Records contained in a dataset:
--

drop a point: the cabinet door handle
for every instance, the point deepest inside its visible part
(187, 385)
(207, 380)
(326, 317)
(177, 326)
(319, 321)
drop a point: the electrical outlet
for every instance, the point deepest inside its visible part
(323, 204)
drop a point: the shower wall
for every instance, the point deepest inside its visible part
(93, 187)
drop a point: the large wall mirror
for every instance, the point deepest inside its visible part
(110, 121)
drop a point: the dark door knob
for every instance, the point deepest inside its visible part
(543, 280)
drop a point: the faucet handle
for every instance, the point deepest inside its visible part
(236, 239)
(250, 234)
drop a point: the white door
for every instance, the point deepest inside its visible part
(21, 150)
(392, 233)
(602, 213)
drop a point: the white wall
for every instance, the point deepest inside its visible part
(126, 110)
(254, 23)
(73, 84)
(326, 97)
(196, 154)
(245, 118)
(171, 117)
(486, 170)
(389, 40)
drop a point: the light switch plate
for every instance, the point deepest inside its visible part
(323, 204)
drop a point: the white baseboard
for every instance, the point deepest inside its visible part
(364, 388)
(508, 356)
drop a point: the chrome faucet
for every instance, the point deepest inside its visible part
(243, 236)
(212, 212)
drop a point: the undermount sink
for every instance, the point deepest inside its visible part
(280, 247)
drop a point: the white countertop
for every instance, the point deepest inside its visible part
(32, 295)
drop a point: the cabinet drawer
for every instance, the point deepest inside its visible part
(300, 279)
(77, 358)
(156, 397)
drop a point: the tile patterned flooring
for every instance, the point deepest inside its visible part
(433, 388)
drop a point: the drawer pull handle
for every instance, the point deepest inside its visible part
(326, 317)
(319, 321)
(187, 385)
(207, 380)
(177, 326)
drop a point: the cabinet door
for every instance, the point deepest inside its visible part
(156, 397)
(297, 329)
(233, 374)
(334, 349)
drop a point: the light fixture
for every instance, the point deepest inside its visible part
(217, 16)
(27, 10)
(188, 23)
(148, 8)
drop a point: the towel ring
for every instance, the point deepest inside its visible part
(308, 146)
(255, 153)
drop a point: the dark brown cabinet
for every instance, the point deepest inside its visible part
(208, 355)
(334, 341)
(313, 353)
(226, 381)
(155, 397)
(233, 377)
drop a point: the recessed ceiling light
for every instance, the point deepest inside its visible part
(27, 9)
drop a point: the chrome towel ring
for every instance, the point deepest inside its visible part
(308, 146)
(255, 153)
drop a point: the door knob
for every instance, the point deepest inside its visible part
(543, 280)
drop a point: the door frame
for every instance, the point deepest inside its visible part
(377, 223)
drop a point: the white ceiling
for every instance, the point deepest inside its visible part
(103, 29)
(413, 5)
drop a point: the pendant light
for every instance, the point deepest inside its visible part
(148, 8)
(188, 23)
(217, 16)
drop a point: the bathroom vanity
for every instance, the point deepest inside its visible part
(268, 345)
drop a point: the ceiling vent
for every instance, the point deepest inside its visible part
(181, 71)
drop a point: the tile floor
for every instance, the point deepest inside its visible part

--

**Job**
Reproduce all the data word for word.

**Answer for this exercise**
drop a point: the cabinet door handle
for every instance, the point deepest inside its visible part
(187, 385)
(207, 380)
(326, 317)
(177, 326)
(319, 321)
drop a point: the electrical outlet
for every instance, the point deepest inside its visible part
(323, 204)
drop a point: the shower wall
for every instance, the point deepest inside its visible part
(93, 187)
drop a point: the large wall mirror
for every instance, the point deepest inside its visible part
(110, 121)
drop a point: the dark door knob
for every instance, the point deepest inside its visible part
(543, 280)
drop a point: the faucet handle
for every instance, the point deepest inside its visible part
(236, 239)
(250, 234)
drop a point: the white door
for every instance, the point deepest inside its visible part
(21, 150)
(392, 233)
(602, 213)
drop a point: the white wall
for every instance, the point deepest inside its visible part
(126, 110)
(254, 23)
(73, 84)
(326, 97)
(196, 154)
(245, 118)
(171, 117)
(486, 170)
(389, 40)
drop a point: the light switch plate
for every instance, the point deepest inside its visible part
(323, 204)
drop a point: the white baseboard
for every instance, the point deepest inside its visible part
(364, 388)
(508, 356)
drop a point: the chrome faucet
for every instance, the point deepest inside its visible part
(243, 236)
(212, 212)
drop a point: the undermount sink
for every instance, the point deepest inside its visible part
(280, 247)
drop a point: the white countertop
for every instance, the point deepest inside its visible part
(32, 295)
drop a point: the cabinet drawer
for every instance, the point deepest inside its visible part
(300, 279)
(77, 358)
(156, 397)
drop a point: the tile patterned flooring
for every instance, the point deepest inside its visible part
(433, 388)
drop a point: the drawer pull handle
for every instance, the point deepest inside its visible part
(326, 317)
(319, 321)
(187, 385)
(207, 380)
(177, 326)
drop a point: the cabinet door
for every instance, the point deepest inside its visible part
(156, 397)
(297, 329)
(233, 374)
(334, 349)
drop a point: the light fixture
for every instance, the point deepest inside its visible part
(217, 16)
(27, 10)
(188, 23)
(148, 8)
drop a point: the towel ring
for every instance, the point deepest inside its visible part
(308, 146)
(255, 153)
drop a point: the dark brown cabinet
for every instance, the point deepest inside its visible part
(208, 355)
(334, 341)
(313, 353)
(226, 381)
(155, 397)
(233, 377)
drop a point: the recessed ceiling light
for every instance, the point deepest inside its visible part
(27, 9)
drop a point: the chrome towel ring
for every instance, the point deepest inside its visible part
(308, 146)
(255, 153)
drop a point: the door knob
for every instance, the point deepest inside its visible part
(543, 280)
drop a point: the door frame
for every instance, the point deepest inside its visible part
(377, 223)
drop a point: the white ceiling
for every instance, the point deepest inside its visible part
(103, 29)
(413, 5)
drop a point: the pendant light
for every instance, the point deepest inside its visible part
(148, 8)
(188, 23)
(217, 16)
drop a point: the bathroom vanity
for every instance, the point deepest inside its visible part
(268, 345)
drop a point: the ceiling vent
for every instance, the point deepest inside its visible part
(181, 71)
drop a point: the tile floor
for every instance, the point deepest inside its visible part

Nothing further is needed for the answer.